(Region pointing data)
__________

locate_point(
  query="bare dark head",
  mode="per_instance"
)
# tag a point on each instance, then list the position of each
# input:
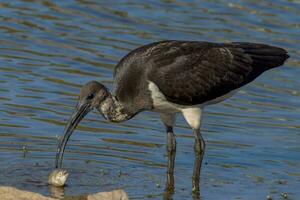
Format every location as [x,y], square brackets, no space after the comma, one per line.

__________

• **ASSIGNMENT**: Retype the data above in full, exactly as it stands, and skip any image.

• **ANSWER**:
locate_point(
  query="bare dark head",
  mode="per_instance"
)
# tag a point on each instance, then list the position of each
# input:
Format every location as [x,y], square brackets, no space after the comma, one per line.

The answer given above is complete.